▸ EXERCISE MATERIAL
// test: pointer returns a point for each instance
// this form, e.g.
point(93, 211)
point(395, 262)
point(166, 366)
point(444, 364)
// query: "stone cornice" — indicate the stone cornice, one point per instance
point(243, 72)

▸ WHAT YOU WILL DO
Please give every line of the records above as a numbered list, leaving out any blank lines.

▸ RESULT OF THIS EXERCISE
1. // test: pointer returns a point for each instance
2. // this form, e.g.
3. point(93, 211)
4. point(395, 262)
5. point(166, 366)
6. point(444, 364)
7. // query: "stone cornice" — indicate the stone cornice, one point per instance
8. point(243, 72)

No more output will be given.